# [Task details]
Repeat each line, word for word, from the one containing "Target phrase: front bumper" through the last line of the entries, and include no other output.

# [Records for the exercise]
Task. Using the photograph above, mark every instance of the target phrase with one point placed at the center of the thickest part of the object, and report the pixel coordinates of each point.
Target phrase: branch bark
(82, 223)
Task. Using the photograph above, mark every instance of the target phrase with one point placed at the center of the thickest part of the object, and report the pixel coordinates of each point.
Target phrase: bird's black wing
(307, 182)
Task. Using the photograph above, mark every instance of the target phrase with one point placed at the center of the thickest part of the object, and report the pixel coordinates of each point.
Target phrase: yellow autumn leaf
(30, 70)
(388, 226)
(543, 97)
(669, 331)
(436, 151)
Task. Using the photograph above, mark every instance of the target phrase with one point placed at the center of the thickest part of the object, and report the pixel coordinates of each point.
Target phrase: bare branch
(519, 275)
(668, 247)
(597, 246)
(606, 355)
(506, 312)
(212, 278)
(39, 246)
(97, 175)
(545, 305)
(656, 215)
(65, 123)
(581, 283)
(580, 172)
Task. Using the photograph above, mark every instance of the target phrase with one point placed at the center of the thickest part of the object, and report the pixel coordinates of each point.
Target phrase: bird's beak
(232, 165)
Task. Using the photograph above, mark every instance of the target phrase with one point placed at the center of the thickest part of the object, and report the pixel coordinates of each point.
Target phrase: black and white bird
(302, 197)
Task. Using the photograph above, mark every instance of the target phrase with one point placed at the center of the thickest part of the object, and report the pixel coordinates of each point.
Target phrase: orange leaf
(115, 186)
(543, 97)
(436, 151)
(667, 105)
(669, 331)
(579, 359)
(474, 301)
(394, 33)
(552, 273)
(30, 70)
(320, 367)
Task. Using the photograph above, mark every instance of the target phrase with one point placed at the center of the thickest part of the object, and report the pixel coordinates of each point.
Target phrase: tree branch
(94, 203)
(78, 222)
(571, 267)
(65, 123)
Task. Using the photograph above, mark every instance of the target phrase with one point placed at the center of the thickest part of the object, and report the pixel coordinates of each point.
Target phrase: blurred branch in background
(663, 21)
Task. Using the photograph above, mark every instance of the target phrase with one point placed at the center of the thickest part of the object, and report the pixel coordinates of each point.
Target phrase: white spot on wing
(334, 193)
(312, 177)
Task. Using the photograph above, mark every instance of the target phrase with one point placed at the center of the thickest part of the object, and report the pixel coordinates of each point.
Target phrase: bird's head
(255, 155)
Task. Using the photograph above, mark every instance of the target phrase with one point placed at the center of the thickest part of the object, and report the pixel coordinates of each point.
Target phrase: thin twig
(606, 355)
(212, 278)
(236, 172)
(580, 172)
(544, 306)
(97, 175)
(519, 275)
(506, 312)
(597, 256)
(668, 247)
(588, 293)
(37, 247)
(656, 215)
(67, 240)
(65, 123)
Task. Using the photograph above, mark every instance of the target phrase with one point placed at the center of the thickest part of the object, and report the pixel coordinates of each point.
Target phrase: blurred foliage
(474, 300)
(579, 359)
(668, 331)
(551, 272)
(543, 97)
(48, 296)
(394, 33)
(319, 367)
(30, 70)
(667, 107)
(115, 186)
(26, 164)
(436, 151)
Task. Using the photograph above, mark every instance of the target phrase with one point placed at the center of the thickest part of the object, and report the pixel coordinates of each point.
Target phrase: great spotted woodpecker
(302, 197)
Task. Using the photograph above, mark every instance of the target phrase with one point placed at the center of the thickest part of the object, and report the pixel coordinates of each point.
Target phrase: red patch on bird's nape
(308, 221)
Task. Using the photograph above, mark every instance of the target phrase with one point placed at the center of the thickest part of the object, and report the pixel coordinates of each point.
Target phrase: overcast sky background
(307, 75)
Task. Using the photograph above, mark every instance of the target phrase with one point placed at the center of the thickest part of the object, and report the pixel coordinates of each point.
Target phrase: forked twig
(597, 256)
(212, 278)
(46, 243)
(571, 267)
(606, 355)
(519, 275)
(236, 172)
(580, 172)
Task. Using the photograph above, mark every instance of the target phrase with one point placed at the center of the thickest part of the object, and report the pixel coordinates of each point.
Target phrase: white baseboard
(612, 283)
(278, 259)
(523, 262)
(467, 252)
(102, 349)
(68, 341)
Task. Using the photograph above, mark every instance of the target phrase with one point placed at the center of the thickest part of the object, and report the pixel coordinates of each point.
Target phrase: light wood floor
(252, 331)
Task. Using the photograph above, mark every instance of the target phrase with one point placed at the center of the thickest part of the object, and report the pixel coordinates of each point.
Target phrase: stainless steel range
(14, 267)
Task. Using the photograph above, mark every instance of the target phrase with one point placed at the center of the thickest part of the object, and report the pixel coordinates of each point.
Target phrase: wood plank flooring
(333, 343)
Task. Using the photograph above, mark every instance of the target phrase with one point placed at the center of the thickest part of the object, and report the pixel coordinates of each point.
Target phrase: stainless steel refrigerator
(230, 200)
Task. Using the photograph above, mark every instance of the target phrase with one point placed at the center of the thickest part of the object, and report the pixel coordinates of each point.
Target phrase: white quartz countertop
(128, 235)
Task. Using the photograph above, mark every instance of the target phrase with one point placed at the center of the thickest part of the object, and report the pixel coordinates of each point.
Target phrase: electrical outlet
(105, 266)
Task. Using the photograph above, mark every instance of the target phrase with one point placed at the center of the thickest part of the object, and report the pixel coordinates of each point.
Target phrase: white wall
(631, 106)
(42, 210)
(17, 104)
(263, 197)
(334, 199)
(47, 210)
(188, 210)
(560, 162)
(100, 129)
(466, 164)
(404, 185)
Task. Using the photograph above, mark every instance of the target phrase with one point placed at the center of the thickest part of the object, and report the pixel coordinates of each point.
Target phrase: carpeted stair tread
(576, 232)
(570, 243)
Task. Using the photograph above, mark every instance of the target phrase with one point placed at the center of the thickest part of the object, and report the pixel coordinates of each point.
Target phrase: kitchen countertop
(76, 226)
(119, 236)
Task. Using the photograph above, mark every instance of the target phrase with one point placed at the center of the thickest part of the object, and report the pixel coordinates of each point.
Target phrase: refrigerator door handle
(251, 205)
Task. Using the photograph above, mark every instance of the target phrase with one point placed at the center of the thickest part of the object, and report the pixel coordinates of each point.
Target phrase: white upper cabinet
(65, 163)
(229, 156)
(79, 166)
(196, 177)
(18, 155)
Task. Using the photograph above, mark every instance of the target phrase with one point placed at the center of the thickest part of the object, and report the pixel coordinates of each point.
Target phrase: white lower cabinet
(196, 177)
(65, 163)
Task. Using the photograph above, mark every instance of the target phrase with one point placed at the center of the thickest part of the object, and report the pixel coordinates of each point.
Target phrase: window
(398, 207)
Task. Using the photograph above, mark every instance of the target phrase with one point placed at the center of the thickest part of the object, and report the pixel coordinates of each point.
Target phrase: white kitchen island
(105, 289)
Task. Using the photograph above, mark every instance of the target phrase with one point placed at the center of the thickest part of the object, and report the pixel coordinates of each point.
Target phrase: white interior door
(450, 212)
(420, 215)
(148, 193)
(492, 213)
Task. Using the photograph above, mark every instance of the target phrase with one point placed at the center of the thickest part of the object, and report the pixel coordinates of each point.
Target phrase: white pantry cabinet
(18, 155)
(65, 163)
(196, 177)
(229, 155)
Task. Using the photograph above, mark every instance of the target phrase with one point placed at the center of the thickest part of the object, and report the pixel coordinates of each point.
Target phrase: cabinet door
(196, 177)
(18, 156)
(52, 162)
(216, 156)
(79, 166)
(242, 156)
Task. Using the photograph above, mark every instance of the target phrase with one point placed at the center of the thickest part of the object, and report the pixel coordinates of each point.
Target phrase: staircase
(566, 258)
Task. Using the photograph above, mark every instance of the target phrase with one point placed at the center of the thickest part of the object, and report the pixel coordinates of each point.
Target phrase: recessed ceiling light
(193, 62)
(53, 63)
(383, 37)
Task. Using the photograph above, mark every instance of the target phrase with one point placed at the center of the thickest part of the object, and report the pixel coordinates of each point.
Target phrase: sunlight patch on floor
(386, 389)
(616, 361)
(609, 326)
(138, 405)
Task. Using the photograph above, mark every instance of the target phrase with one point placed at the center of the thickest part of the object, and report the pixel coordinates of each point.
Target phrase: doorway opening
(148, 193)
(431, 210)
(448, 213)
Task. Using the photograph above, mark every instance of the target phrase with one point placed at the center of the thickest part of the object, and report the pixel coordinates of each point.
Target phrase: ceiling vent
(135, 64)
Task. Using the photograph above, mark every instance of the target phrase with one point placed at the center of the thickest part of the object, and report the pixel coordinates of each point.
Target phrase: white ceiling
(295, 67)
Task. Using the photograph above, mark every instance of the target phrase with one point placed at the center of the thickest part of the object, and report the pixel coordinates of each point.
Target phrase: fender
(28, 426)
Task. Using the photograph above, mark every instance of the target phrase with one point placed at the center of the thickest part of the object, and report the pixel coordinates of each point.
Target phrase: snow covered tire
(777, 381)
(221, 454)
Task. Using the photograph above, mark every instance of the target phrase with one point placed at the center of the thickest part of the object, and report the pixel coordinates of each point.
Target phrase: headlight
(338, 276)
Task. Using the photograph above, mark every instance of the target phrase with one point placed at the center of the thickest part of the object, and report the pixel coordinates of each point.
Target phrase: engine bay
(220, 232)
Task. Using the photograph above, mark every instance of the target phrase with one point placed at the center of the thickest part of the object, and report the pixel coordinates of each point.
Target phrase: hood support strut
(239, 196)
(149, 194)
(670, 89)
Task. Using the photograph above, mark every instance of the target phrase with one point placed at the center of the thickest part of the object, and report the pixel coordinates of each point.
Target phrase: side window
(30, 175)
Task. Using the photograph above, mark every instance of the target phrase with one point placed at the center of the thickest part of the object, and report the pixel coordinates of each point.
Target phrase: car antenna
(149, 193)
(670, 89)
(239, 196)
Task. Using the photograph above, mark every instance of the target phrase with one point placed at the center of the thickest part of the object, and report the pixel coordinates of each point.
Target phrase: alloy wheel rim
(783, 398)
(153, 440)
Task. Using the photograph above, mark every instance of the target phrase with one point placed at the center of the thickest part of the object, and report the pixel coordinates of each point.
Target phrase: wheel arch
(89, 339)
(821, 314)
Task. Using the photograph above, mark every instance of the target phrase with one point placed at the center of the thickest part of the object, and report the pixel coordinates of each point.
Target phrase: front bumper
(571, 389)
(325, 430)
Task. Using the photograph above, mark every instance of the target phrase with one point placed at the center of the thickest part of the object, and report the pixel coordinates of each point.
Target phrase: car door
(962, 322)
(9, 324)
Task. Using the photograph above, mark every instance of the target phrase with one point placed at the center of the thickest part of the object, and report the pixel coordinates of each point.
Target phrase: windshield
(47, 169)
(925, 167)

# [Response area]
Target phrase: front bumper
(571, 389)
(325, 430)
Task. Using the photograph above, mark every instance of the target phrase with one point placed at the center of the thickest part of the object, and report the pixel coordinates of each point.
Target phrase: car door
(962, 322)
(9, 324)
Task. Using the photograph above, mark every instance of the target phrase with one point placed at the center of the thickest part of the object, and report the pixel coordinates of each point.
Target phrase: windshield
(47, 169)
(925, 167)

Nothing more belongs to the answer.